(WHAT YOU ARE ASKED TO DO):
From the line with "Practice step: find the snow mound" through the line with "Practice step: find the spruce", repeat the entries verbatim, both end lines included, and add nothing.

___ DATA SECTION

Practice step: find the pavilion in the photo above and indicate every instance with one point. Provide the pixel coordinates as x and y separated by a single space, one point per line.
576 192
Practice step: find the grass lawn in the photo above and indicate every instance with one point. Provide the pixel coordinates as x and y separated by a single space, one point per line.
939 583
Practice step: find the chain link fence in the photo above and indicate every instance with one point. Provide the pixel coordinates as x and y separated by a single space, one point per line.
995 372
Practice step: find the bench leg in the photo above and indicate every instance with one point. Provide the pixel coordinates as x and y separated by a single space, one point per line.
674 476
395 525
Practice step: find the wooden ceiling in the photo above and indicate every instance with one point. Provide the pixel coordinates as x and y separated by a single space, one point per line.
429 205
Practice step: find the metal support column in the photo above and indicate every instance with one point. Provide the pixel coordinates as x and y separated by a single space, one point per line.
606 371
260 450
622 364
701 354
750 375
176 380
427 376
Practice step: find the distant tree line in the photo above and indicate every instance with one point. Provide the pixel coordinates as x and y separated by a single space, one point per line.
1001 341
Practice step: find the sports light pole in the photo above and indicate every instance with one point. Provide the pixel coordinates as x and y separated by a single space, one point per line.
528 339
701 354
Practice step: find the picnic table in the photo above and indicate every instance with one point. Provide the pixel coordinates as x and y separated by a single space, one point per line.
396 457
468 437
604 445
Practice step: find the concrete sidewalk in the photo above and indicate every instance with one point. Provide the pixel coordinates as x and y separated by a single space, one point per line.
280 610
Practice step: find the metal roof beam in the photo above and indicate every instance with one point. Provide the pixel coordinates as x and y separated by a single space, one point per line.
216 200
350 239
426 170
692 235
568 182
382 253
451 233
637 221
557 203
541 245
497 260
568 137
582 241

______
___ DATA SECTION

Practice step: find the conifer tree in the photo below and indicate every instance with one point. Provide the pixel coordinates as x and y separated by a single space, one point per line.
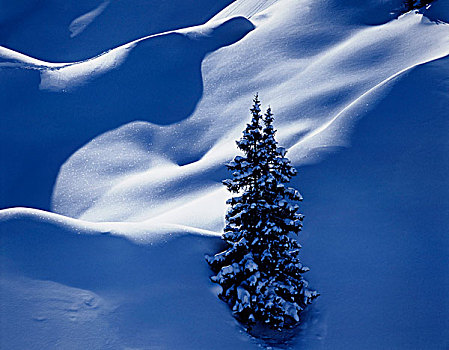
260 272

______
___ DATA SECTION

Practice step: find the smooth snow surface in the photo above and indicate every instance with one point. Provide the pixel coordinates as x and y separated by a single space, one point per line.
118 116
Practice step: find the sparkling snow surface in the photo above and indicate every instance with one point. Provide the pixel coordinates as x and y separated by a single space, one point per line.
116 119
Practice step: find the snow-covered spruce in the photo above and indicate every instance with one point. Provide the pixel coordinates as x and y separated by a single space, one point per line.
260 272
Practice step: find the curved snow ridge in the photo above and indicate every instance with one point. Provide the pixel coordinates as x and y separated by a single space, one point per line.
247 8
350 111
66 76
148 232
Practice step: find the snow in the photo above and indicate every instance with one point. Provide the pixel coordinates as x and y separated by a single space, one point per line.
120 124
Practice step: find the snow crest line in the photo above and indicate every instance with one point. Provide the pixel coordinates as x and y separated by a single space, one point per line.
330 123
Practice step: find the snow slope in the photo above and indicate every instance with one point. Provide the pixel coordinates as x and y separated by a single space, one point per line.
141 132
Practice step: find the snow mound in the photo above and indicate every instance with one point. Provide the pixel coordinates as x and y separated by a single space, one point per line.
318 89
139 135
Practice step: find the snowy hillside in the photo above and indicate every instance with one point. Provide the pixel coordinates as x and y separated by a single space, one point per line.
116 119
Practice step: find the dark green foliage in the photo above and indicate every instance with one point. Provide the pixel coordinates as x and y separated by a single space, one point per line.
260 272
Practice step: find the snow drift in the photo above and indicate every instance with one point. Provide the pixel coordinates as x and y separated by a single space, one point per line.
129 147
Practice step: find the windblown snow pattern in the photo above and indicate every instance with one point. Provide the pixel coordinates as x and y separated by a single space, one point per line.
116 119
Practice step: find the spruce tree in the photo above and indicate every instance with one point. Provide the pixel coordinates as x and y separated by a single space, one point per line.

______

(EXERCISE RESULT):
Practice step: find the snow mound in the photo above and indicate every instance with one point. Provide the pixel coordinates as x and y separated by a single space, one point per line.
318 89
139 135
Practice step: find the snowy hillside in the photo above and indicate every instance with one point. Provide the pixel coordinates as x and y separated by a single space, one point per line.
116 119
Practice step: find the dark green foliage in the photo above and indicate every instance with one point. Provide the pixel coordinates as x and y separated by a single space, one point per line.
260 272
Practice step: find the snow drift in the photo above and indicate every instance with one point. Provide the pixel coordinates as x and y separated by a single space, one point per line.
129 147
Practice step: find the windblown snow pattern in the photo above and indicate every instance with one point. Provide the pixel coordinates as x and y separated by a single space, one point per line.
116 119
Practice step: find the spruce tree in the photo above and indicate every instance with one point. Provide the pixel coordinates as x and y separated by a single space, one point per line.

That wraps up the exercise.